**** Extrait du texte ****

De l’ensemble des pays du G8, le Canada gagne la palme du pire élève [1].

Émissions de GES des pays du G8

Par habitant, il est également le pire avec les États-Unis.

Émissions de GES des pays du G8 par personne

Cliquez sur les images pour une meilleure lecture

Pour expliquer cette situation accablante, il faut voir la série de plans d’actions canadiens, sans tonus ni efficacité, qui ont été lancés les uns à la suite des autres: le Plan vert pour un environnement sain en 1991 de Lucien Bouchard; le Projet de société en 1992 de Jean Charest; le Plan d’action 2000 de David Anderson; le Plan du Canada sur les changements climatiques en 2002 du même ministre; le plan de Stéphane Dion en 2005; le plan du gouvernement Harper de 2007.  Une suite de plans inefficaces sans conviction politique.

Tandis que bon nombre de pays européens ont pris le leadership et que le Canada doit donner l’exemple à cause de,  notamment, l’Arctique qui constitue l’une de ses importantes régions, le pays demeure l’un des cancres de la scène internationale.  Rappelons que les pays scandinaves avaient déjà instauré une taxe sur le carbone dès le début de la décennie 1990 (Finlande en 1990, Suède en 1991 et Danemark en 1993) et que l’Union européenne a mis en place en 2005 un système d’échange de crédits de CO2.  Il faut que le Canada effectue un virage à 180°, qu’il retrouve ses lettres de noblesse et qu’il prenne le leadership pour atténuer cette problématique planétaire.

Des causes humaines sont à l’origine de la hausse des émissions de GES qui occasionne actuellement le changement climatique qui s’aggravera si rien n’est fait.  Nous devons alors agir sur deux fronts: atténuer, voire éliminer ces causes par des mesures de mitigation et mettre en place des actions pour s’adapter aux conséquences du changement climatique.

**** Entrées ****

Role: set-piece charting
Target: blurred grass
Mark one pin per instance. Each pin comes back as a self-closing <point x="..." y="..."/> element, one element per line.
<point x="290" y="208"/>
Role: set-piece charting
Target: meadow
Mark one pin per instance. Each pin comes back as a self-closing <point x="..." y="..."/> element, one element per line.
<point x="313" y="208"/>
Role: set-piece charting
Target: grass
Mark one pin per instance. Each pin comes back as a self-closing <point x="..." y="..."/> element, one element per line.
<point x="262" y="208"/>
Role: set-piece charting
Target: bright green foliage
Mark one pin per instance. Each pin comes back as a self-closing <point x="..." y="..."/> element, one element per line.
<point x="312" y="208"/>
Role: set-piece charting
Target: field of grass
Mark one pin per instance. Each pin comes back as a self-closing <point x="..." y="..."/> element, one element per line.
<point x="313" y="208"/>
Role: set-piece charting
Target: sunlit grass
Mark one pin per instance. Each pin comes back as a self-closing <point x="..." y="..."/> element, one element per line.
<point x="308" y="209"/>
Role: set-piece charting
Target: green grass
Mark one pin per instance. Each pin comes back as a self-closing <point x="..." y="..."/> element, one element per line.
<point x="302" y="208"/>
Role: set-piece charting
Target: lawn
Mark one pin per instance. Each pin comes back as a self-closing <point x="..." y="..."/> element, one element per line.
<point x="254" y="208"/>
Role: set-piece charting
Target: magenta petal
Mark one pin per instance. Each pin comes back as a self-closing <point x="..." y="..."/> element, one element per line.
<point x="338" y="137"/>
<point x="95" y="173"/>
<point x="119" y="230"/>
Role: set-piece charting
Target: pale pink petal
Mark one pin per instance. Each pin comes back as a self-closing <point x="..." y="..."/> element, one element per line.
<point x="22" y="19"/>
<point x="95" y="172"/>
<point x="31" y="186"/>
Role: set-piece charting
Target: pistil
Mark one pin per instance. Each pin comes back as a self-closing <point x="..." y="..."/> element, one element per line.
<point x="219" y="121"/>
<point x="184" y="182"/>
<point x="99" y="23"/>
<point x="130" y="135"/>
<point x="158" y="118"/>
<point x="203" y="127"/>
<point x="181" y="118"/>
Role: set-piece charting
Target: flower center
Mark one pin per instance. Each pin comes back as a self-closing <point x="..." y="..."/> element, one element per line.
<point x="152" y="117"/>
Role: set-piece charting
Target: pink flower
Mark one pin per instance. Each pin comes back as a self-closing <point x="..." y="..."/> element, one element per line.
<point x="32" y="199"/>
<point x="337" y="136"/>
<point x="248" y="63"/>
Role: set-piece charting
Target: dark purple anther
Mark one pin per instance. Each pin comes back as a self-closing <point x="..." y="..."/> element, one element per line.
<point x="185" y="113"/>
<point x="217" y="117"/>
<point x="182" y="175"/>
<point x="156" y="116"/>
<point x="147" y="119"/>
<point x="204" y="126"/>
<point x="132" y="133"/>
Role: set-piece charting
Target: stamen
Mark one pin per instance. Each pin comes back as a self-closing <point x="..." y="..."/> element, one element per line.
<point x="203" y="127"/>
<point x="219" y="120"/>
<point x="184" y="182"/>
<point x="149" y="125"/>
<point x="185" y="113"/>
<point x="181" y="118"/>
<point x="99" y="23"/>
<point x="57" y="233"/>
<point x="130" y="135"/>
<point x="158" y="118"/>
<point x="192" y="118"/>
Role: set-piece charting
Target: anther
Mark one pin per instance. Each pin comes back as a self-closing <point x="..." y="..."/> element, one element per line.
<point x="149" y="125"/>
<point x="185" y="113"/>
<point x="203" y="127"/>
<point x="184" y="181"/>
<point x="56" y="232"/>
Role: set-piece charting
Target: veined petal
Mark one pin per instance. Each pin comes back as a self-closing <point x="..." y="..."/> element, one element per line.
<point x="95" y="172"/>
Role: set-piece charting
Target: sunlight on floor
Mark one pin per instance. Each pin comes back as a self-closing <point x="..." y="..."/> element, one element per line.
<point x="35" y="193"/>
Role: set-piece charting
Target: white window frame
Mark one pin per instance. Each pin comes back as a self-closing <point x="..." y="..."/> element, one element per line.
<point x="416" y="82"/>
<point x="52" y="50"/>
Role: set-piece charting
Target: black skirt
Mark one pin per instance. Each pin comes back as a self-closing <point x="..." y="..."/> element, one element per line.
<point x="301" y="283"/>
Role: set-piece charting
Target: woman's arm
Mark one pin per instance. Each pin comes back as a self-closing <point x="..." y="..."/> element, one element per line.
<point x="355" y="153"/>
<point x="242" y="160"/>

****

*À compléter*:
a: Recopiez le passage du texte sur les émissions canadiennes de GES qui va de « Pour expliquer cette » jusqu'à « sans conviction politique. ».
b: Répondez aux questions suivantes à partir du texte sur les émissions canadiennes de GES.
(i) En quelle année le Danemark a-t-il instauré une taxe sur le carbone ?
(ii) Qu'est-ce que l'Union européenne a mis en place en 2005 ?
(iii) À qui le texte attribue-t-il le Projet de société de 1992 ?
c: Reprenez le texte sur les émissions canadiennes de GES à partir de sa dernière phrase et poursuivez-le.

*Les réponses*:
a:
Pour expliquer cette situation accablante, il faut voir la série de plans d’actions canadiens, sans tonus ni efficacité, qui ont été lancés les uns à la suite des autres: le Plan vert pour un environnement sain en 1991 de Lucien Bouchard; le Projet de société en 1992 de Jean Charest; le Plan d’action 2000 de David Anderson; le Plan du Canada sur les changements climatiques en 2002 du même ministre; le plan de Stéphane Dion en 2005; le plan du gouvernement Harper de 2007.  Une suite de plans inefficaces sans conviction politique.

b:
(i) En 1993.
(ii) Un système d'échange de crédits de CO2.
(iii) À Jean Charest.

c:
En Amérique du Nord, nous avons le privilège et la très grande chance d’être moins vulnérables parce que nous possédons une plus grande capacité d’adaptation, via notre richesse, en comparaison aux autres sociétés du monde.  Malgré tout, si rien n’est fait, nous serons confrontés à de graves problématiques:

  • des communautés autochtones au Nord encore plus affaiblies par l’exacerbation des problèmes environnementaux de la région arctique;
  • de plus aiguës sécheresses dans les prairies canadiennes;
  • la baisse du niveau d’eau des Grands Lacs et la diminution du débit du fleuve St-Laurent en découlant (un billet a été là-dessus la semaine dernière);
  • l’érosion des côtes et la détérioration des infrastructures qui y sont installées;
  • la hausse des réclamations en assurance;
  • l’augmentation des allocations publiques de secours;
  • l’aggravation de la pollution de l’air et des agressions de chaleur;
  • la migration rapide des écosystèmes entraînant les déplacements d’espèces et l’instabilité des écosystèmes;
  • la croissance des événements météorologiques extrêmes;
  • la perte de la biodiversité et plus encore.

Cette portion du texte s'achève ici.